● To be done: Can you recast the lines of the records between the line containing "Question. Locate the rear door" and the line containing "x=330 y=201", inclusive, as a numbered list that covers only those lines and omits blank ones?

● Raw data:
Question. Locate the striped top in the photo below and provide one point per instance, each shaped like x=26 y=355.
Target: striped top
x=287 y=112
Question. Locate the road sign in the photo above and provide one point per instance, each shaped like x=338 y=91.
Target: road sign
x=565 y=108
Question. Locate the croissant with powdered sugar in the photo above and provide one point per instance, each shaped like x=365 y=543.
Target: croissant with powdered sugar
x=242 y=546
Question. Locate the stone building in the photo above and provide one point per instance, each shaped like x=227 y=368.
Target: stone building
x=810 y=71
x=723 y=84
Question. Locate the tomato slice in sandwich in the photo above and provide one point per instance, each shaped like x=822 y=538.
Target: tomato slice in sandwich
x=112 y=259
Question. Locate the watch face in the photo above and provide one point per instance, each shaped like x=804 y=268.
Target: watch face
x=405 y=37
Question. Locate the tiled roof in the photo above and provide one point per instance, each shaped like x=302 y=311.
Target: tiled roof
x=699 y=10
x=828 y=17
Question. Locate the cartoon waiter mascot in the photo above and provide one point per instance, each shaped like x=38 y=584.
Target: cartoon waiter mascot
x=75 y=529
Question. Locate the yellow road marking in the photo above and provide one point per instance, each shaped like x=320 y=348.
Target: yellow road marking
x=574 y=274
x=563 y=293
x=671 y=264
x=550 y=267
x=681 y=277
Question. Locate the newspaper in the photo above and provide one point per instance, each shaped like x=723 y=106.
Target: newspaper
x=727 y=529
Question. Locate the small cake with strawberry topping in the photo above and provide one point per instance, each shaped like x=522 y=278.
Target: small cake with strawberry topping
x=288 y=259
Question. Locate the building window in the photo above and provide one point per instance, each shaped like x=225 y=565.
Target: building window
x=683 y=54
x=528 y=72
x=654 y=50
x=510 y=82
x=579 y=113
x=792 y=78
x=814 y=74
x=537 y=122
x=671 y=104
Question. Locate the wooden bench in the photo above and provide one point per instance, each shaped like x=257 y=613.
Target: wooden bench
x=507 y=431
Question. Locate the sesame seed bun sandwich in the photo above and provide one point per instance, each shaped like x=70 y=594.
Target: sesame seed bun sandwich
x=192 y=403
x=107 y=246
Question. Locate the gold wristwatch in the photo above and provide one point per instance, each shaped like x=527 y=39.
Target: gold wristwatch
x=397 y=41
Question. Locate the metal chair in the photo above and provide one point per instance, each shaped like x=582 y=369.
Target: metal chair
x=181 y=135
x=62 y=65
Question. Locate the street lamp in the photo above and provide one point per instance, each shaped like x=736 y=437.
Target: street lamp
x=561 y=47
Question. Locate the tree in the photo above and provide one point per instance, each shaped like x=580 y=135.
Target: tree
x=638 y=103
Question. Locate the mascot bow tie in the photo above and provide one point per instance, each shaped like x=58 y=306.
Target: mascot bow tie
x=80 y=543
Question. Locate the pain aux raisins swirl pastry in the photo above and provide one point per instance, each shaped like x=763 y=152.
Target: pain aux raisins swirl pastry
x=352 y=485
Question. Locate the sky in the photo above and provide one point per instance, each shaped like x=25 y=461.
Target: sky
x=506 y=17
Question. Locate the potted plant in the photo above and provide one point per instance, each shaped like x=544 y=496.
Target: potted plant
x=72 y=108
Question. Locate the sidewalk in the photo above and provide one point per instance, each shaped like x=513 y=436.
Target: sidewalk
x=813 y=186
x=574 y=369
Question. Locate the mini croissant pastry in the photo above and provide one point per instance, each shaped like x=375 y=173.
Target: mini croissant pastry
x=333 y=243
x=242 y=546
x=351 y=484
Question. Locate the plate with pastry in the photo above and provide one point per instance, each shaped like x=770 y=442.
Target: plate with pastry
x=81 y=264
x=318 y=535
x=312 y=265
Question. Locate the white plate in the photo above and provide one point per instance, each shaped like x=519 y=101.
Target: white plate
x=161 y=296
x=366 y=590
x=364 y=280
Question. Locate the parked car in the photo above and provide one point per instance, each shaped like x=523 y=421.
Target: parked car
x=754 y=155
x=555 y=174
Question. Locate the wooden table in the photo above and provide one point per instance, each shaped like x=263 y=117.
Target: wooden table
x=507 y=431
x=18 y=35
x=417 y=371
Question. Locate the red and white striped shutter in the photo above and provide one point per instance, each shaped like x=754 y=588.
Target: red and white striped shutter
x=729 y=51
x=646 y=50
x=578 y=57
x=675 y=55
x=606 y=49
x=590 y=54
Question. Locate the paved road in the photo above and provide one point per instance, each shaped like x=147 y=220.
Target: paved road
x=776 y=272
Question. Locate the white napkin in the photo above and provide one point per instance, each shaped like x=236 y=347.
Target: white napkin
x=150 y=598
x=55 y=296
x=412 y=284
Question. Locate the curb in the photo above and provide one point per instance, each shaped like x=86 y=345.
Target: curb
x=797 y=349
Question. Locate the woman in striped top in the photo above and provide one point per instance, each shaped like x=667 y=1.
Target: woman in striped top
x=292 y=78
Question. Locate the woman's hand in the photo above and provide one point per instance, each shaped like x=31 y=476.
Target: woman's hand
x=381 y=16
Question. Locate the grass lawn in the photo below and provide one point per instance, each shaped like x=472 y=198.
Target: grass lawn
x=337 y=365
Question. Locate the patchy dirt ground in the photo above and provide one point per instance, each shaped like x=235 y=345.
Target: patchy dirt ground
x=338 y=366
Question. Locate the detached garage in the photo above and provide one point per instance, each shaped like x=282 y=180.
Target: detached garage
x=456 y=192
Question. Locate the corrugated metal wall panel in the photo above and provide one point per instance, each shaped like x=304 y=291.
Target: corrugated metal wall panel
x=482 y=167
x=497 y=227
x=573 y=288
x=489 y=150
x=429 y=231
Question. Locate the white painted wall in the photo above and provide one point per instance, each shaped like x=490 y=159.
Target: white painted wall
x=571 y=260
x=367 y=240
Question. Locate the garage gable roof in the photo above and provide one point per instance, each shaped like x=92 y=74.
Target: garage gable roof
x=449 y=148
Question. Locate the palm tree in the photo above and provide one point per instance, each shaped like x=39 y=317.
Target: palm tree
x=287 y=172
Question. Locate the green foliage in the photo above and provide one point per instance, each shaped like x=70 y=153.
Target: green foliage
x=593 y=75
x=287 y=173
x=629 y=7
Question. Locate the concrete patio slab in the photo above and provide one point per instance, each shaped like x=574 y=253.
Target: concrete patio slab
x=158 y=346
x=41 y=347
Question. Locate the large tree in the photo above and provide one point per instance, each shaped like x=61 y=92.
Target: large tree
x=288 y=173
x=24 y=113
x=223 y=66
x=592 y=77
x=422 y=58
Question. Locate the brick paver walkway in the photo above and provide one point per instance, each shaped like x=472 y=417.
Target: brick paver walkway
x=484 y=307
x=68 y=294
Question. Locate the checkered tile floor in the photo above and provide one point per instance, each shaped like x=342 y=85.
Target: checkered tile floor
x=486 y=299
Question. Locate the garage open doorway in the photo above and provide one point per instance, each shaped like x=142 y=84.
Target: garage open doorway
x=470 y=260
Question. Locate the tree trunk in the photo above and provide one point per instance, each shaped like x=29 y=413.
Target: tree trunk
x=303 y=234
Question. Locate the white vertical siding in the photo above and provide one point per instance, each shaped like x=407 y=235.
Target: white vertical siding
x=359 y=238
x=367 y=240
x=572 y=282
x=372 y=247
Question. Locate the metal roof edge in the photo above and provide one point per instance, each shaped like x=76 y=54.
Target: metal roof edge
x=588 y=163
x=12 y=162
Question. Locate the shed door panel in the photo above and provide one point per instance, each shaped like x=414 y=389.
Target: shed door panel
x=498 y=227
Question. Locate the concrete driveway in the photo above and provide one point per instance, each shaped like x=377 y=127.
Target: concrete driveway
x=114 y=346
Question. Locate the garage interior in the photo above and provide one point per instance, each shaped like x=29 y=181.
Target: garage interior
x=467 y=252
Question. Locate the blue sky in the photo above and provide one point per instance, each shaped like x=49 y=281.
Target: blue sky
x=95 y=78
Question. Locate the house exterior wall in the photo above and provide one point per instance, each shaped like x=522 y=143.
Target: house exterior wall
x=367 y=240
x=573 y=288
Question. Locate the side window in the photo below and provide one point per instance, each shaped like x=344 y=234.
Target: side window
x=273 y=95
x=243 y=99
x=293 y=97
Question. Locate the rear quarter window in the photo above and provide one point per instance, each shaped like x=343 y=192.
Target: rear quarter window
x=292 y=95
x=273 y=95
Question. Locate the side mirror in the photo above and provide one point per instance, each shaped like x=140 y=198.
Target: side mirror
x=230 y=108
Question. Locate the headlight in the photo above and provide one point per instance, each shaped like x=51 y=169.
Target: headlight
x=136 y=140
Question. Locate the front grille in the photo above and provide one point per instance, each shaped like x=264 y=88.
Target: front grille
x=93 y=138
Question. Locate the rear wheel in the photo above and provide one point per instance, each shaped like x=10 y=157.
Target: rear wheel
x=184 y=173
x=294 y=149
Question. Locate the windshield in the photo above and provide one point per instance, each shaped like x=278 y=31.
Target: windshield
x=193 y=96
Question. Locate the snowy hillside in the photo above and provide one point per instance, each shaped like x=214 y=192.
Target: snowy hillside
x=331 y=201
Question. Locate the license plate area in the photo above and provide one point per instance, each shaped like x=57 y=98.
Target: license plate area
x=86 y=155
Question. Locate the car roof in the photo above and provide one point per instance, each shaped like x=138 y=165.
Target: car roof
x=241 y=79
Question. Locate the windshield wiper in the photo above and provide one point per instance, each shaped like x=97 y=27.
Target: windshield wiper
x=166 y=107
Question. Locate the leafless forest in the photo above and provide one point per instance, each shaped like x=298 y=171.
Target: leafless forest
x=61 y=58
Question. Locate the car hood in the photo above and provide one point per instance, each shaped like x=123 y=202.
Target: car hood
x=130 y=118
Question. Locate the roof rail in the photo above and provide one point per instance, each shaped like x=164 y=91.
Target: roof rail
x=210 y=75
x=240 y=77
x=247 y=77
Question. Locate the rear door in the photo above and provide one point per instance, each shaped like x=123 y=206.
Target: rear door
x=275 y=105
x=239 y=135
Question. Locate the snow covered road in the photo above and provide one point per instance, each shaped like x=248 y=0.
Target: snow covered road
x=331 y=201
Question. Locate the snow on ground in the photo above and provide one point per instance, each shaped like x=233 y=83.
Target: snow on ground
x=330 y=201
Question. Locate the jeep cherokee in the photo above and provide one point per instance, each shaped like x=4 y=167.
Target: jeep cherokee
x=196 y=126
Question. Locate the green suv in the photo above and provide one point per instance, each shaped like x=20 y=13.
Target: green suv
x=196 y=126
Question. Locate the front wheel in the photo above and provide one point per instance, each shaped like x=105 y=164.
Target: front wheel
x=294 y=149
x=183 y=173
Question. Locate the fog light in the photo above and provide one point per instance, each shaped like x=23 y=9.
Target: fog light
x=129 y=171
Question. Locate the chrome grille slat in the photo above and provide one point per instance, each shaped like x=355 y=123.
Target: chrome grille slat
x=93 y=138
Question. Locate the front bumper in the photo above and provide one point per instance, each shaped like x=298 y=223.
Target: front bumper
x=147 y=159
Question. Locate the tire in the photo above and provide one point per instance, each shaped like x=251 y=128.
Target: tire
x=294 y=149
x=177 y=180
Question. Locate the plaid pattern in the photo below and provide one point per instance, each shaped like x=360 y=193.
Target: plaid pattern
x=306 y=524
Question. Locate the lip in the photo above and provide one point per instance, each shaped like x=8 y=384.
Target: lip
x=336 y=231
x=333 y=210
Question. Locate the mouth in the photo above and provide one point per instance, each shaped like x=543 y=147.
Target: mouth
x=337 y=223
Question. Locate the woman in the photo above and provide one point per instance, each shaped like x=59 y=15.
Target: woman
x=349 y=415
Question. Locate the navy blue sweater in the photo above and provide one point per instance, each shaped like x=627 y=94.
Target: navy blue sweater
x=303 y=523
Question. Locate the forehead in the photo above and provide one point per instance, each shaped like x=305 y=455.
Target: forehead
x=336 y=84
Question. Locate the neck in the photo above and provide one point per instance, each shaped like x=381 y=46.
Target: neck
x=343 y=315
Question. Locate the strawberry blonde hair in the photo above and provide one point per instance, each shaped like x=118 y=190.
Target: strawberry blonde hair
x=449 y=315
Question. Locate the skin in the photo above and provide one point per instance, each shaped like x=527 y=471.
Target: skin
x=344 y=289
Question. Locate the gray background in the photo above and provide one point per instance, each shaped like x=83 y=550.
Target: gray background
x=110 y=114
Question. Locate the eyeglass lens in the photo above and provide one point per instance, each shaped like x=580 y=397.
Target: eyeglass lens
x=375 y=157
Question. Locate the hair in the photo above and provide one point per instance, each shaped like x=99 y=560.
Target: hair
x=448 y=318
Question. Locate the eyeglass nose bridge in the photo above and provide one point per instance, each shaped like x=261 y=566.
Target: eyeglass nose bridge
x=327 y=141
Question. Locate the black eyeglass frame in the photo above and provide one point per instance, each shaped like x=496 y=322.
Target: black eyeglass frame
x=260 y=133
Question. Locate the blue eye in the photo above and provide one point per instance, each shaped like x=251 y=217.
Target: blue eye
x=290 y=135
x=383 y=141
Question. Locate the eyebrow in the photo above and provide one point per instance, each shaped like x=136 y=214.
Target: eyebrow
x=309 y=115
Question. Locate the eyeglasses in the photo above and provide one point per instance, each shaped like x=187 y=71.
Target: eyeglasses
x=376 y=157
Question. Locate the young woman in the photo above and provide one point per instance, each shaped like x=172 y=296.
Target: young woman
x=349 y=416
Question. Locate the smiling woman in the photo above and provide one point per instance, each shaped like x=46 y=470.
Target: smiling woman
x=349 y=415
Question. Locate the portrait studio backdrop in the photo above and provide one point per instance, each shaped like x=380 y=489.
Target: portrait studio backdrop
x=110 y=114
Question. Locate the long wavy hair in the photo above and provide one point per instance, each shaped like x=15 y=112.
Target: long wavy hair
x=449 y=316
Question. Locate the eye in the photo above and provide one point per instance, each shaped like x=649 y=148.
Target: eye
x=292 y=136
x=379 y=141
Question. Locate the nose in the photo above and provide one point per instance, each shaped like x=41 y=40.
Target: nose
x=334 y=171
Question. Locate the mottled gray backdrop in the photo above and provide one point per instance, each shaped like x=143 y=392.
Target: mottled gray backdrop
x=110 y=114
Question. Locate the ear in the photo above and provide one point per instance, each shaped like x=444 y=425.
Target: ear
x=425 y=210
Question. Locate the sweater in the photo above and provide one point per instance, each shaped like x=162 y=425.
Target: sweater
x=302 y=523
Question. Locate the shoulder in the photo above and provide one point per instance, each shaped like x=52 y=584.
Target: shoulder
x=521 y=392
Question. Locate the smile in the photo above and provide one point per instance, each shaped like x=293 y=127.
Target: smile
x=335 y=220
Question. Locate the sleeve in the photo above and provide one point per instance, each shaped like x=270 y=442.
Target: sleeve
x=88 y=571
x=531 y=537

● Correct response:
1. Question. Locate the rear door in the photo above and provide one point per instance, each shaped like x=123 y=206.
2. Target: rear door
3. x=275 y=105
4. x=239 y=135
5. Question. Locate the snow covered road in the photo above and provide one point per instance, each shaped like x=248 y=0.
6. Target: snow covered road
7. x=331 y=201
8. Question. Locate the snow on ground in the photo above and provide one point per instance, each shaped like x=233 y=83.
9. Target: snow on ground
10. x=330 y=201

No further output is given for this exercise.